EXERCISE OBJECTIVE. Reproduce, word for word, the part of the personal essay between "(Note, this is" and "banal unremarkable life.", inclusive.

TEXT EXCERPT.
Eighteen Months of the True Khan

“Every normal man must be tempted, at times, to spit on his hands, hoist the black flag, and begin slitting throats.”

H.L. Mencken

  • This continues to be a damn roller coaster ride. Last night I got some serious stage one recon. Of a sort anyway.
    I was thinking about my life. I’ve always been very inhibited. I can’t say I’ve always done the right thing, but I’ve seldom been able to step outside of the societally and self imposed boundaries in order to do something I want to do. I may want to take some kind of action for advantage or pleasure, but when I think about it, all I see are the potential consequences.
    Well, I was feeling so pissed off last night that I hit a point of FUCK IT.
    Being the good guy has got me nothing. I have done just about everything right to get into the career field that I wanted to be in, and that didn’t happen and I don’t think it will. Meanwhile, I gave up looking like I wanted to, doing anything fun even if it was mildly legally questionable, and a lot of things. Between that and being generally risk averse, my life is solid, stable, and fucking boring. And it’s not even really that stable.
    (Note, this is just what I was thinking last night).
    My wife occasionally affectionately calls me Dudley Doright because I am such a damn straight arrow.
    And it has gotten me an extremely banal unremarkable life.
    My wife was initially attracted to me because i looked like and somewhat acted like a “bad boy”.
    You know, long hair, leather jacket, the works. Thing is, I was a fake bad boy. Even then I was one of the most strictly law abiding people you ever met.
    The other thing is, the thing I realized while I was analyzing this is that that is because I was completely repressing my real “bad” side.

SUPPLIED INFORMATION.
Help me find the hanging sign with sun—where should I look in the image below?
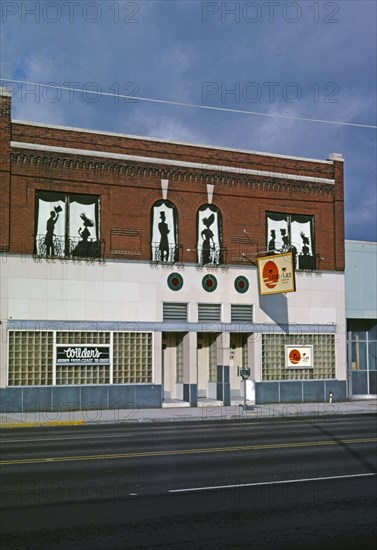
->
[285,346,313,369]
[258,252,296,296]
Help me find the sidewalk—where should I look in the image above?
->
[0,399,377,429]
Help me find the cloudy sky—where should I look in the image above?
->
[0,0,377,241]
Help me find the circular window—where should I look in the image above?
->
[234,275,249,294]
[168,273,183,290]
[202,275,217,292]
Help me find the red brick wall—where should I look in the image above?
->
[1,94,344,270]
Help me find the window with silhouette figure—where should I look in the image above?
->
[197,204,223,265]
[151,200,179,263]
[35,191,101,258]
[266,212,317,270]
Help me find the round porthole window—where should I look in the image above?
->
[234,275,249,294]
[168,273,183,290]
[202,275,217,292]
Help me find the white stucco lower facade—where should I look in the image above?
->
[0,255,346,410]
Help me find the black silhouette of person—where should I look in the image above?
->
[78,213,94,242]
[72,212,95,258]
[268,229,276,251]
[280,229,289,250]
[158,212,170,262]
[300,231,310,256]
[45,210,59,256]
[200,214,215,264]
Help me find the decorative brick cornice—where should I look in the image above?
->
[11,150,334,195]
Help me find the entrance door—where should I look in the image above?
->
[347,319,377,397]
[162,332,184,401]
[197,332,218,399]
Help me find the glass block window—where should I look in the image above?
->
[241,334,249,367]
[208,334,217,382]
[113,332,152,384]
[198,304,221,323]
[262,334,335,380]
[8,331,53,386]
[56,331,110,385]
[176,334,183,384]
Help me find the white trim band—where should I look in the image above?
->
[11,141,335,185]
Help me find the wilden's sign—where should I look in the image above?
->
[258,252,296,296]
[56,345,110,365]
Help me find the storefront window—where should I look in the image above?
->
[35,191,101,258]
[266,212,317,270]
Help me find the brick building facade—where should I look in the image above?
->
[0,87,346,410]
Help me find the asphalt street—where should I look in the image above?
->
[0,415,377,550]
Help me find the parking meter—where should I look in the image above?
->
[240,367,250,380]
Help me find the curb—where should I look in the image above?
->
[0,420,85,430]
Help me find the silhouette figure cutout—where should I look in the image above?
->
[200,214,215,264]
[45,207,61,256]
[158,212,170,262]
[268,229,276,251]
[280,229,289,250]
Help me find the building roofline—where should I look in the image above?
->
[11,141,335,185]
[12,120,336,164]
[344,239,377,246]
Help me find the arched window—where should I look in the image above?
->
[151,200,179,264]
[196,204,224,265]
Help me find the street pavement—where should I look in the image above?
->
[0,399,377,428]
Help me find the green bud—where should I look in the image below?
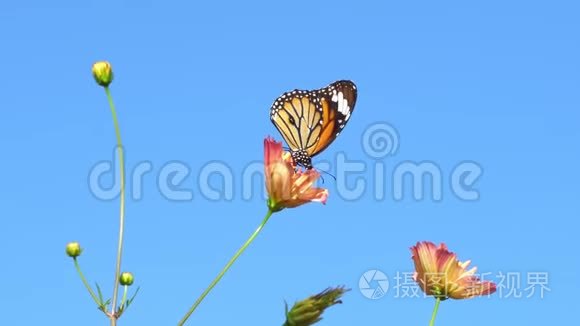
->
[66,242,83,258]
[119,272,134,285]
[93,61,113,87]
[284,287,349,326]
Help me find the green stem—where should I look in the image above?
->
[177,210,273,326]
[73,258,102,307]
[105,87,125,326]
[429,298,441,326]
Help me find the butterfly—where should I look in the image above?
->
[270,80,357,170]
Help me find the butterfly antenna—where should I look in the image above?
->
[320,170,336,183]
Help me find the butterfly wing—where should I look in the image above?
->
[270,80,357,168]
[306,80,357,157]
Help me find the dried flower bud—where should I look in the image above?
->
[119,272,134,285]
[284,287,349,326]
[93,61,113,87]
[66,242,83,258]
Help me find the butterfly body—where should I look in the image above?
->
[270,80,357,169]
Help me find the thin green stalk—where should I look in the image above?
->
[73,258,101,307]
[105,87,125,326]
[429,298,441,326]
[177,210,273,326]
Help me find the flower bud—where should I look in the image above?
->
[119,272,134,285]
[93,61,113,87]
[66,242,83,258]
[284,287,349,326]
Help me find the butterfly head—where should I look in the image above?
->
[291,150,312,170]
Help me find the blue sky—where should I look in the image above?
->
[0,0,580,326]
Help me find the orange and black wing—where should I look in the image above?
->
[306,80,357,157]
[270,80,357,168]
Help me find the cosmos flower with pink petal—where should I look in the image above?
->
[264,137,328,212]
[411,241,496,300]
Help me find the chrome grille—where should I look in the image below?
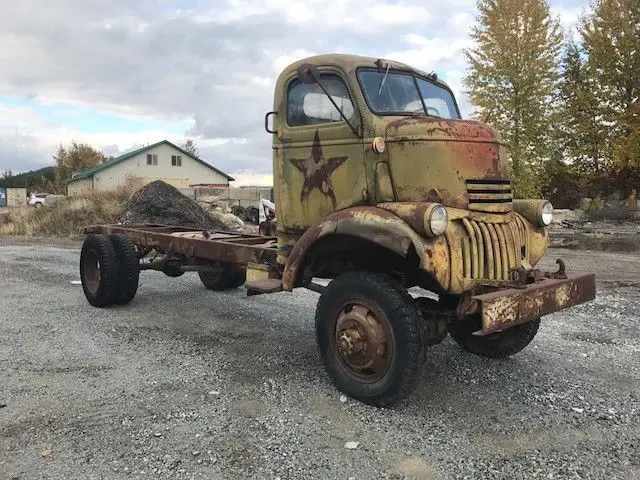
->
[465,180,513,213]
[461,216,529,280]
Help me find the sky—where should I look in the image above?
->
[0,0,588,185]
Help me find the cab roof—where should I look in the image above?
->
[280,53,449,88]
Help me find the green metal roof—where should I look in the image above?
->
[69,140,235,182]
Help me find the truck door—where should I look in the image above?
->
[274,69,367,233]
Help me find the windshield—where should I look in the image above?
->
[358,69,460,118]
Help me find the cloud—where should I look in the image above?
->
[0,0,577,178]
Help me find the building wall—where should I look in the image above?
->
[93,144,229,189]
[67,178,93,196]
[68,144,229,195]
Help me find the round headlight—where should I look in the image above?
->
[425,205,449,237]
[540,202,553,227]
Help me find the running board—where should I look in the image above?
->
[244,278,282,296]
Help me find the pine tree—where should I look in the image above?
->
[554,41,609,177]
[53,142,104,194]
[464,0,562,197]
[580,0,640,169]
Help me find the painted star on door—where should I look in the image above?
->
[291,130,348,206]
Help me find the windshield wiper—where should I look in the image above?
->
[378,63,389,95]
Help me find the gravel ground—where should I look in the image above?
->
[0,238,640,480]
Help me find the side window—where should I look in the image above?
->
[287,74,353,127]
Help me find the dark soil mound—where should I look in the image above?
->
[118,180,229,230]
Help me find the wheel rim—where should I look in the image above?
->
[331,299,394,383]
[82,250,100,295]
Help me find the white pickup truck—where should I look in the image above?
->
[28,193,47,208]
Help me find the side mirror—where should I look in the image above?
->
[298,63,320,84]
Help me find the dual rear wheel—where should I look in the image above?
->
[80,234,245,307]
[80,234,140,307]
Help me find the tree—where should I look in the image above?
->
[554,41,610,178]
[53,142,104,194]
[182,138,198,157]
[464,0,563,197]
[580,0,640,170]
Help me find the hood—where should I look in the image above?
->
[385,117,512,212]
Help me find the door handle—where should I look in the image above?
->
[264,112,278,133]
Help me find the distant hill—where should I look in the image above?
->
[0,167,53,191]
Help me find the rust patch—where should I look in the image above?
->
[290,129,347,207]
[473,273,596,335]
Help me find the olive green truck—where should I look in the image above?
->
[80,54,595,406]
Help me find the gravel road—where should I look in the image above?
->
[0,238,640,480]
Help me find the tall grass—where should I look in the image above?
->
[0,180,142,237]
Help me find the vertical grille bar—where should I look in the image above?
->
[459,216,529,280]
[462,218,483,278]
[478,223,495,278]
[495,223,510,280]
[471,222,487,278]
[487,223,503,280]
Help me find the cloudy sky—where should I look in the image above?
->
[0,0,587,184]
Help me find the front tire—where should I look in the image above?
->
[315,272,425,407]
[451,316,540,358]
[80,234,118,307]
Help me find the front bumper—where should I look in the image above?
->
[471,272,596,335]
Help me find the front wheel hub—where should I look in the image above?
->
[338,328,366,357]
[335,302,392,381]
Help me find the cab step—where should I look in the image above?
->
[244,278,282,296]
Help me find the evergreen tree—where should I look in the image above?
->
[580,0,640,169]
[53,142,104,194]
[554,41,609,177]
[464,0,562,197]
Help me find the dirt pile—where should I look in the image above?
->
[118,180,229,230]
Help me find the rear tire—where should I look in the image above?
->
[198,263,246,291]
[315,272,425,407]
[451,317,540,358]
[80,234,118,307]
[109,234,140,305]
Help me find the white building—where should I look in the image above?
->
[67,140,233,195]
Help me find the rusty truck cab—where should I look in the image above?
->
[273,55,550,295]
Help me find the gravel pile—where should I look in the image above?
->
[118,180,228,230]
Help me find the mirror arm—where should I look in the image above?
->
[317,80,362,137]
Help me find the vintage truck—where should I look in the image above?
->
[80,54,595,406]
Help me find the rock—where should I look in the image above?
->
[118,180,228,230]
[209,212,244,230]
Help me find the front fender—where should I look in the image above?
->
[282,206,449,291]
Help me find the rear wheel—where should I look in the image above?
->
[451,316,540,358]
[315,272,425,407]
[109,235,140,305]
[198,262,246,290]
[80,234,118,307]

ANSWER BELOW.
(Note, this is just what I was thinking last night).
    My wife occasionally affectionately calls me Dudley Doright because I am such a damn straight arrow.
    And it has gotten me an extremely banal unremarkable life.